DATA FOR ANALYSIS START

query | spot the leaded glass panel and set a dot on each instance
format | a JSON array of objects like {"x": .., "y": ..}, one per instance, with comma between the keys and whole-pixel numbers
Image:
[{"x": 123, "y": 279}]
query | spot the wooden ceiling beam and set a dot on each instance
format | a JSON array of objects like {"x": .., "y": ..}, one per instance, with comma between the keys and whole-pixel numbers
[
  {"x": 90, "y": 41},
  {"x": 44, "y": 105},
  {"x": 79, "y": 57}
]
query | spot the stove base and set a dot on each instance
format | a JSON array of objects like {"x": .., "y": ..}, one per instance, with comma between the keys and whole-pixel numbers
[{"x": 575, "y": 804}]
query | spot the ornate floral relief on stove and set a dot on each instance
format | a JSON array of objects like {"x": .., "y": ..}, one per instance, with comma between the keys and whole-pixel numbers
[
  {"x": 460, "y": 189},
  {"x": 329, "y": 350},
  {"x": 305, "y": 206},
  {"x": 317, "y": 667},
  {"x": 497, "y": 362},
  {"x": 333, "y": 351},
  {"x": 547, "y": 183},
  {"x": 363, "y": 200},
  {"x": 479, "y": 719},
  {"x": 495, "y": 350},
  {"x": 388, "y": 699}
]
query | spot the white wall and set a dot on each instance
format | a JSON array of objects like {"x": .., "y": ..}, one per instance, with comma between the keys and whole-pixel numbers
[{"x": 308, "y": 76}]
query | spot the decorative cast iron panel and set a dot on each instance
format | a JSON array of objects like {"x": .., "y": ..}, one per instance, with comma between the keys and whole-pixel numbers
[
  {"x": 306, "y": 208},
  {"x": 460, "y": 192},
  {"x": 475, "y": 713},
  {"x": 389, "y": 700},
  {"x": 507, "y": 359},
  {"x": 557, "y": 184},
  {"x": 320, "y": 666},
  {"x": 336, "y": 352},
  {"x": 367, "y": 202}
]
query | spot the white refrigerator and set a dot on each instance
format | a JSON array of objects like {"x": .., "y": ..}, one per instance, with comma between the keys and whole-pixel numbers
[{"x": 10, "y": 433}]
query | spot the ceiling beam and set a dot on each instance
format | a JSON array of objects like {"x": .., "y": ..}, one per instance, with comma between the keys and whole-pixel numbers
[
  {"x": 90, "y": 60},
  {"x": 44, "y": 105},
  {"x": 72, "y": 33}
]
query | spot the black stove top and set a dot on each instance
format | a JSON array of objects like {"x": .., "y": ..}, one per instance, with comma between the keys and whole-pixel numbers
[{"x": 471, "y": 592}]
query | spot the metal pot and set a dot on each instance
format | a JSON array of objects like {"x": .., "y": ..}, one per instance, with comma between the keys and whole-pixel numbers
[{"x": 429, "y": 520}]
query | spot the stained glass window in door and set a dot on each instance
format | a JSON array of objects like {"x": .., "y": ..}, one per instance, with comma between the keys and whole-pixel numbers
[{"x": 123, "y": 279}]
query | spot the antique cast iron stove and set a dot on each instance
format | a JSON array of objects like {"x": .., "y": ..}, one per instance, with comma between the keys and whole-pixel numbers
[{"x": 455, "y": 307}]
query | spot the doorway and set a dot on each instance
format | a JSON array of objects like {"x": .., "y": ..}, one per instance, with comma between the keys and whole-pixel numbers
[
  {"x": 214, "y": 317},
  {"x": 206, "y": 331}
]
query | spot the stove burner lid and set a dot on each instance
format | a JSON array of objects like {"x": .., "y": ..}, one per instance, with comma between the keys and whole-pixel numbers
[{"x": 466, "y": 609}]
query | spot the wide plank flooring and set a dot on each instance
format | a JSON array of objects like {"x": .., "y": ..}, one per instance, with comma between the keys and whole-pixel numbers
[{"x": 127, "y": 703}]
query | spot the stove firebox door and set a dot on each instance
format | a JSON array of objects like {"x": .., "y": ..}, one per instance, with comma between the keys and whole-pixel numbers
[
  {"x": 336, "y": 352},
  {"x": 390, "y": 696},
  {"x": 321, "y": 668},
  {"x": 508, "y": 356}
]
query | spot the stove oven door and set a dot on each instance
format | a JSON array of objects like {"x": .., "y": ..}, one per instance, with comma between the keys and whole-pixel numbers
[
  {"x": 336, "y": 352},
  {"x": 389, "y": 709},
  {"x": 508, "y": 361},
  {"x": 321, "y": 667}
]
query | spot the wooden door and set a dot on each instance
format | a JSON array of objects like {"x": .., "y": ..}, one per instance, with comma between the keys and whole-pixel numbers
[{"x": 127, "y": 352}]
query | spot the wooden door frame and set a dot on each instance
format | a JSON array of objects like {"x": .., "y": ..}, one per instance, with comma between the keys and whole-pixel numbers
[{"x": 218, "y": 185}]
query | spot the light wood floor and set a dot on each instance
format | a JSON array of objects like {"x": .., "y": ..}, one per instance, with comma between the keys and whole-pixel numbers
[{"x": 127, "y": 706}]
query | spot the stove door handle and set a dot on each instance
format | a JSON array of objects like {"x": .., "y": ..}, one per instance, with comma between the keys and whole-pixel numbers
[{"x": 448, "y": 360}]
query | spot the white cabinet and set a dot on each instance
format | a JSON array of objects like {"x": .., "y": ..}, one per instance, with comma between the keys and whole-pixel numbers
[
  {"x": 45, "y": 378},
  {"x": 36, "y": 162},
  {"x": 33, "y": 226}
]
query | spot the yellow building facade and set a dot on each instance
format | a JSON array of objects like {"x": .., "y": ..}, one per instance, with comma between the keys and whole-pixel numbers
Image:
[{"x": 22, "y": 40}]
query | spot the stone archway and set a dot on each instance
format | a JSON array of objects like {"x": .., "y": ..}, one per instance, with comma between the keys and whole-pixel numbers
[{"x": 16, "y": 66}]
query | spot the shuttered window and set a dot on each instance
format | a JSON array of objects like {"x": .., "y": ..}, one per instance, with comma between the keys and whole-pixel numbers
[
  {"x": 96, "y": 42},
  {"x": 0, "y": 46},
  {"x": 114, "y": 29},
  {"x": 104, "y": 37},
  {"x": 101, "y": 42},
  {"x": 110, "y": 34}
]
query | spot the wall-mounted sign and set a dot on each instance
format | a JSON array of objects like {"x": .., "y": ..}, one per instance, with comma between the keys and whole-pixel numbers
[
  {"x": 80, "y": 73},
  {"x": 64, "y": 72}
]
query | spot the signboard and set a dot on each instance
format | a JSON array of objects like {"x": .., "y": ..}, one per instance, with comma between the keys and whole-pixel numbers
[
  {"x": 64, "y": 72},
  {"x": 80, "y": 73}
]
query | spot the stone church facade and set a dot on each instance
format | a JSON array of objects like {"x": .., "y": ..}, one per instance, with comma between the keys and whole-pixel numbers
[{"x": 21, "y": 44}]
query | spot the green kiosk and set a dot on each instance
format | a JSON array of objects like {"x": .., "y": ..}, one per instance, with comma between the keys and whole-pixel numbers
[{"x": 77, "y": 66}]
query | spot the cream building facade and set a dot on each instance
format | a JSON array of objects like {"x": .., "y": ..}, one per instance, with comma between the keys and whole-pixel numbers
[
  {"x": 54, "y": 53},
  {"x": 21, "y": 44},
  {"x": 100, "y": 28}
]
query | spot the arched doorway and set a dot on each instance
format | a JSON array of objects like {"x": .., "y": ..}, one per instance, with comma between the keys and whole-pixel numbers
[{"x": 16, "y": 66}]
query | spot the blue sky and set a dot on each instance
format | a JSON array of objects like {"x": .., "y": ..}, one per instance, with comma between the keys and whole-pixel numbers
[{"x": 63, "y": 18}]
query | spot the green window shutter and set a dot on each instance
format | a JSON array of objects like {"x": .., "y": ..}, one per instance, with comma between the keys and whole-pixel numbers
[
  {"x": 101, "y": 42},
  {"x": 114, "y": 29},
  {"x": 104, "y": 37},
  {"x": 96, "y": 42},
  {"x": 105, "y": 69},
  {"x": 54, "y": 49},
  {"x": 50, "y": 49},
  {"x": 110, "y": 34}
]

DATA FOR ANALYSIS END

### [EXERCISE BRIEF]
Return a word-for-word copy of the lines from the beginning of the listing to the line holding "query | spot the ornate", both kept.

### [SOLUTION TO THIS PROBLEM]
query | spot the leaded glass panel and set a dot on each instance
format | a JSON array of objects like {"x": .., "y": ..}, one per instance, with comma between the keys and whole-pixel numbers
Image:
[{"x": 123, "y": 279}]
query | spot the wooden ceiling beam and set a dot on each instance
format | a JSON array of objects like {"x": .., "y": ..}, one per instance, with comma between the keys and whole-pixel numbers
[
  {"x": 90, "y": 41},
  {"x": 44, "y": 105},
  {"x": 79, "y": 57}
]
query | spot the stove base and set a dot on each instance
format | a JSON array of objects like {"x": .., "y": ..}, one per instance, with comma between the keys and whole-pixel numbers
[{"x": 575, "y": 804}]
query | spot the ornate floral relief on stove and set a dot on each instance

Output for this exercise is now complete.